> **Data shown**
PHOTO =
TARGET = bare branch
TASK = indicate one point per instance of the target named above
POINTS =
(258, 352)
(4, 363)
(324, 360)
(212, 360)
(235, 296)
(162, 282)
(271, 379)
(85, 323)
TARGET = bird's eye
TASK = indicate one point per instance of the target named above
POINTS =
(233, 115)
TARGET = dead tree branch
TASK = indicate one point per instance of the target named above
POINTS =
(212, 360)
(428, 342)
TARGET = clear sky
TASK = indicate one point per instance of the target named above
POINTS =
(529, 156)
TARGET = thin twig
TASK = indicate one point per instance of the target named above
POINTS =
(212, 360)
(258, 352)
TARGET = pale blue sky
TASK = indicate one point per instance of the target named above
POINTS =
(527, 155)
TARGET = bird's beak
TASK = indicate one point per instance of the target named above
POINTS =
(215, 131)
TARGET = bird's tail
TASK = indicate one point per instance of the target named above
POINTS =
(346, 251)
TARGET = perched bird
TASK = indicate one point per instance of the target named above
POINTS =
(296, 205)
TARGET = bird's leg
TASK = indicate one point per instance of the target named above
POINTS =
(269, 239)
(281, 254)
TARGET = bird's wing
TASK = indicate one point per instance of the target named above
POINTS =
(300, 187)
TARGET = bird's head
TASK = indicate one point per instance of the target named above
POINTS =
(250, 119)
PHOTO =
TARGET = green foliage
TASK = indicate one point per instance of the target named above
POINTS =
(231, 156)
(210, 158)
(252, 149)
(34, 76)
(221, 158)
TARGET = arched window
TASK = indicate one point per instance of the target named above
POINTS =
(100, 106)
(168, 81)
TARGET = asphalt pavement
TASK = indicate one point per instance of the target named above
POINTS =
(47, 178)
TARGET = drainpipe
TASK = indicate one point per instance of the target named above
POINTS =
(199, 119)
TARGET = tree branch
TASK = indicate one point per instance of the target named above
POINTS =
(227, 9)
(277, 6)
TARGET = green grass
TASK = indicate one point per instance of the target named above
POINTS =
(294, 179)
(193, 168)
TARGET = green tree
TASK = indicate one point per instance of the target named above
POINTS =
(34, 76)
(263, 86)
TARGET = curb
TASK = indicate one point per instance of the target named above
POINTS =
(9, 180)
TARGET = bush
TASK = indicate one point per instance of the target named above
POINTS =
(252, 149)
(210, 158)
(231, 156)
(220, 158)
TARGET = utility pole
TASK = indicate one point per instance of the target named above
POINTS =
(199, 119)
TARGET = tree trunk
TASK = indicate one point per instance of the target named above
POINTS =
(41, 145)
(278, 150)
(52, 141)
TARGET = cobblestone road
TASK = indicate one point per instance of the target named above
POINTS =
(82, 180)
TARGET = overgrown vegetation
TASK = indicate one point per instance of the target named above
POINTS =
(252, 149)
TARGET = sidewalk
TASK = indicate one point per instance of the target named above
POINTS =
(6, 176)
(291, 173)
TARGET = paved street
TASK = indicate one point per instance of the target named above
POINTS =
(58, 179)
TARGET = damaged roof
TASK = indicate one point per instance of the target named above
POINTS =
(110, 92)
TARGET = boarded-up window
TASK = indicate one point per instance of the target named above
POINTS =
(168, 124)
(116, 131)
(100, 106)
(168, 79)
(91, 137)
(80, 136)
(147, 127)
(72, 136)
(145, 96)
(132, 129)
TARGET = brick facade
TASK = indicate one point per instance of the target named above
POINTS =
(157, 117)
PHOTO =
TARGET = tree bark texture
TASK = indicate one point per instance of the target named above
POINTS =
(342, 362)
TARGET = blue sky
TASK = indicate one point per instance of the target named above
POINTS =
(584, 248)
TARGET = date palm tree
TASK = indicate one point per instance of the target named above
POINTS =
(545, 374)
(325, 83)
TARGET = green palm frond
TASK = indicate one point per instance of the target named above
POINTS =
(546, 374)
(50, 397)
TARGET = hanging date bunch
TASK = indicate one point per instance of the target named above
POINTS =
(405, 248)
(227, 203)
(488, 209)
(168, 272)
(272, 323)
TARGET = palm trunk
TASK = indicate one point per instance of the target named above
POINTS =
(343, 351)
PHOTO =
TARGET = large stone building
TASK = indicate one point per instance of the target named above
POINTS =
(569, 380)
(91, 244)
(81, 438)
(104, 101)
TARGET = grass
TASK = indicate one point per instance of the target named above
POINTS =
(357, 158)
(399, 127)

> **Prompt**
Reproduce all of the records above, line for line and character for character, with nothing changed.

> **The response**
PHOTO =
TARGET = bare branch
TASK = indicate one point per instance of the target named above
POINTS =
(258, 352)
(4, 363)
(324, 360)
(212, 360)
(235, 296)
(162, 282)
(271, 379)
(85, 323)
TARGET = bird's eye
TASK = indicate one point per instance of the target named above
POINTS =
(233, 115)
TARGET = dead tree branch
TASK = indicate one point per instance of the target named above
POINTS =
(212, 360)
(428, 342)
TARGET = clear sky
TASK = indicate one point per instance of the target named above
POINTS =
(529, 156)
TARGET = thin twig
TASK = indicate one point per instance of the target named above
POINTS =
(212, 360)
(258, 352)
TARGET = pale blue sky
TASK = indicate one point per instance of the target named above
POINTS =
(527, 155)
TARGET = bird's beak
TASK = indicate one point per instance of the target named above
POINTS =
(215, 131)
TARGET = bird's tail
TASK = indicate one point per instance of the target named above
POINTS =
(346, 251)
TARGET = perched bird
TASK = indicate one point per instance of the target named above
POINTS =
(296, 205)
TARGET = bird's leg
TASK = indicate one point per instance of the target named above
POINTS =
(269, 239)
(281, 254)
TARGET = bird's wing
TASK = indicate one point per instance of the target named above
POINTS =
(300, 187)
TARGET = bird's head
TASK = indicate one point per instance of the target named above
POINTS =
(250, 119)
PHOTO =
TARGET = green foliage
TASK = indicate one point per instance of the target named above
POINTS =
(231, 156)
(210, 158)
(252, 149)
(34, 76)
(221, 158)
TARGET = arched window
TASK = indicate one point per instance of the target named above
POINTS =
(100, 106)
(168, 81)
TARGET = asphalt pavement
TASK = indicate one point per instance of the target named above
POINTS =
(47, 178)
TARGET = drainpipe
TASK = indicate one point per instance of the target named above
POINTS =
(199, 119)
TARGET = tree branch
TASK = indicate one point per instance of the target named above
POINTS =
(227, 9)
(277, 6)
TARGET = green grass
TASK = indicate one point per instance of the target named above
POINTS =
(294, 179)
(193, 168)
TARGET = green tree
TASK = indicate one point per instance of the target named above
POINTS =
(34, 76)
(263, 86)
TARGET = curb
TASK = indicate one point per instance of the target named above
POINTS =
(9, 180)
TARGET = bush
TASK = indicate one point per instance of the target named above
POINTS =
(252, 149)
(210, 158)
(231, 156)
(220, 158)
TARGET = utility pole
TASK = indicate one point per instance of the target named above
POINTS =
(199, 119)
TARGET = tree trunk
TASK = indicate one point per instance of the target named above
POINTS =
(41, 145)
(278, 150)
(52, 141)
TARGET = cobblestone road
TASK = indicate one point per instance of the target named above
POINTS =
(82, 180)
TARGET = overgrown vegetation
TASK = indicate one point per instance of the target named above
POINTS =
(252, 149)
TARGET = sidewalk
TASK = indicate one point per instance of the target named above
POINTS =
(6, 176)
(291, 173)
TARGET = paved street
TASK = indicate one point per instance of the target named above
POINTS =
(58, 179)
TARGET = damaged roof
TASK = indicate one point per instance of the target named above
POINTS =
(110, 92)
TARGET = boarded-up window
TASK = indicate one point per instance of the target named above
POINTS =
(168, 124)
(116, 131)
(100, 106)
(168, 79)
(91, 137)
(80, 136)
(147, 127)
(72, 136)
(145, 96)
(132, 129)
TARGET = brick facade
TASK = indicate one point per instance of the target named above
POINTS =
(157, 117)
PHOTO =
TARGET = tree bark texture
TASK = indicate one point per instance of the target named above
POINTS =
(342, 362)
TARGET = blue sky
TASK = indicate one point per instance of the target named above
POINTS =
(584, 248)
TARGET = date palm tree
TASK = indicate one point per instance of the target named above
POINTS =
(545, 374)
(325, 83)
TARGET = green palm frond
TASK = indicate one point per instance of the target named above
POINTS =
(546, 374)
(50, 397)
TARGET = hanging date bunch
TASK = indicate one point per instance of the target named above
POINTS =
(405, 248)
(227, 203)
(488, 209)
(168, 272)
(272, 323)
TARGET = palm trunk
TASK = indicate one point per instance of the target named above
POINTS =
(343, 351)
PHOTO =
TARGET = large stone building
TASK = indicate one point per instance of the target named above
POINTS =
(569, 380)
(91, 244)
(81, 438)
(104, 101)
TARGET = grass
TASK = indicate one point per instance of the target named above
POINTS =
(357, 158)
(399, 127)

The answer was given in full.